* begin Extract provided *

Donald Trump picked Mike Pompeo of Kansas for the job as CIA director and will have to follow in the footsteps of John Brennan. On January 23, the Senate voted to confirm Pompeo as the new chief of the Central Intelligence Agency.
Pompeo’s confirmation hearing before the Senate Select Committee on Intelligence was on January 11. That was the same day as Trump’s planned press conference and the same day Rex Tillerson, Jeff Sessions and Betsy DeVos will have their confirmation hearings.
Pompeo was born in Orange, California, but lives in Wichita, Kansas and represents Kansas’ 4th Congressional District. The 52-year-old Harvard Law School graduate was elected into office in 2010, as part of the Tea Party wave. Since then, he has been critical of the Obama Administration and supported the National Security Agency’s surveillance programs. Pompeo has also called Obamacare a “train wreck.”
The Republican issued a statement, confirming his appointment.
“I am honored and humbled to accept the President-elect’s nomination to lead the Central Intelligence Agency,” he wrote. “This was a difficult decision. I have genuinely loved representing the people of Kansas in Congress—working to make our community stronger and more prosperous. But ultimately the opportunity to lead the world’s finest intelligence warriors, who labor tirelessly to keep this nation and Kansas safe, is a call to service I cannot ignore.”
Although Pompeo will lead the agency that reportedly believes Russia’s intervention in the 2016 Presidential Election was motivated by a desire to see Trump become president, Pompeo has not commented on the report. On December 9, The Washington Post reported that a secret CIA assessment concluded that Russia wanted to see Trump win the Oval Office.
Pompeo is married to Susan Pompeo and they have one son, Nicholas.
Here’s a look at Pompeo’s life and career in Congress.
1. Pompeo Wrote a Column in 2013 Declaring Obamacare a ‘Train Wreck’ & Called on Democrats Who Don’t Support It to Help Repeal It
In September 2013, Pompeo wrote a blistering column for USA Today on the Affordable Care Act, calling it a “train wreck.” He called on Democrats who predicted that it would be difficult to implement the law to join Republicans in repealing it.
Republicans have stood against this law not only because of its cost, though already costs for the health insurance exchanges are nearly double what was originally proposed. We opposed it because it will harm Americans. This law raises premiums, lowers the quality of care, increases taxes and jeopardizes the insurance Americans were promised they could keep. Sen. Ron Wyden (D-Ore.), echoed these concerns when he noted that the law would increase premiums for the young.

* end Extract provided *

= Given task 1 =
According to the article on Mike Pompeo, on what date did the Senate vote to confirm him as director of the Central Intelligence Agency?
= Given task 2 =
Continue the article on Mike Pompeo, starting after its last sentence.
The records are not needed for this work.

* begin Material shown *

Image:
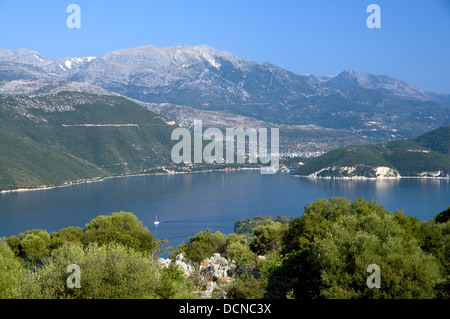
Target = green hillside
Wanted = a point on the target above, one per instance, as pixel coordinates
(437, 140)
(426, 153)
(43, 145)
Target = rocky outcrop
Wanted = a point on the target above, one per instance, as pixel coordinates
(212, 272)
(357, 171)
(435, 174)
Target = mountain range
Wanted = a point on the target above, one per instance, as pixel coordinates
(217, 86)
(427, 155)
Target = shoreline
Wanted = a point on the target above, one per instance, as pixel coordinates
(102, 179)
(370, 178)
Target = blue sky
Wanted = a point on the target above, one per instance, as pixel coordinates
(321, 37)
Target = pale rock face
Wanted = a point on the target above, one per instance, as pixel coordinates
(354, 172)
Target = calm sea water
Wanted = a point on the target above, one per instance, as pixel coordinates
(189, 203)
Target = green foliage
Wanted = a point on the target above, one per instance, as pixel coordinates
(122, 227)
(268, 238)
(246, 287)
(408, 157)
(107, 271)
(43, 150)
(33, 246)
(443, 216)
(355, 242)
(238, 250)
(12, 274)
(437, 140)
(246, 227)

* end Material shown *
* begin Material shown *

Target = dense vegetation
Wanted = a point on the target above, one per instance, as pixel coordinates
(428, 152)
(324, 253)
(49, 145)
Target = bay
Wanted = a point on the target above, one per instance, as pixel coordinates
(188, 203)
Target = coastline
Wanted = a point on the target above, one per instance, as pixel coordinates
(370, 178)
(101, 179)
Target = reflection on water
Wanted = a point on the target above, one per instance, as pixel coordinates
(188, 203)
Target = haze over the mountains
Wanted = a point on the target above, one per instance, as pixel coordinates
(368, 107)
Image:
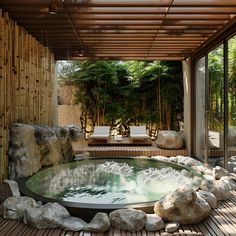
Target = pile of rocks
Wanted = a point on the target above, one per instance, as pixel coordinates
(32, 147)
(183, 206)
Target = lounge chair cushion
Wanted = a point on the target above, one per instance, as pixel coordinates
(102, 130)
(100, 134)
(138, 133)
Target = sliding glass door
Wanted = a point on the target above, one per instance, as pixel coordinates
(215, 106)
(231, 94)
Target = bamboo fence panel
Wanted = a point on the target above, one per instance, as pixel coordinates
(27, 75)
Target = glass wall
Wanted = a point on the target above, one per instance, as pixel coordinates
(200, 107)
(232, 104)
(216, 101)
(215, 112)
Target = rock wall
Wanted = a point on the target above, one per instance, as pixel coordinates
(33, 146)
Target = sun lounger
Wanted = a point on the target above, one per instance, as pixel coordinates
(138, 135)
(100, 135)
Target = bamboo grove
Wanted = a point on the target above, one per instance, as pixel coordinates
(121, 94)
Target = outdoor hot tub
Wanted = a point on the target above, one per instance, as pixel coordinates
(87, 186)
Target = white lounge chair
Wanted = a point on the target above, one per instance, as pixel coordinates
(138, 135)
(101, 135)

* end Material shown *

= Exercise output 1 =
January 23.

= Exercise output 2 =
Pompeo particularly seized upon former Montana Senator Max Baucus’ April 2013 comment to Health and Human Services Secretary Kathleen Sebelius that he thinks the law was heading for a “train wreck” because of
The Kansas Republican published a letter he wrote to Baucus, in which he told Baucus that, “No one in the country bears more responsibility for the complexity of this law than you.”
2. Pompeo Defended the NSA’s Surveillance Program & Called Edward Snowden a ‘Traitor’
Pompeo has defended the National Security Agency’s surveillance programs to the point that he wants to see them resume.
In 2015, he introduced the Liberty Through Strength Act, which would give the NSA access to “certain business records” collected using the Patriot Act.
The bill would also give the FBI more access to communication records that are “relevant to an authorized investigation to protect against international terrorism or clandestine intelligence activities, provided that such an investigation of a United States person is not conducted solely on the basis of activities protected by the first amendment to the Constitution of the United States.”
While on C-SPAN in February 2016, Pompeo referred to Edward Snowden as a “traitor” and suggested that he get the death sentence.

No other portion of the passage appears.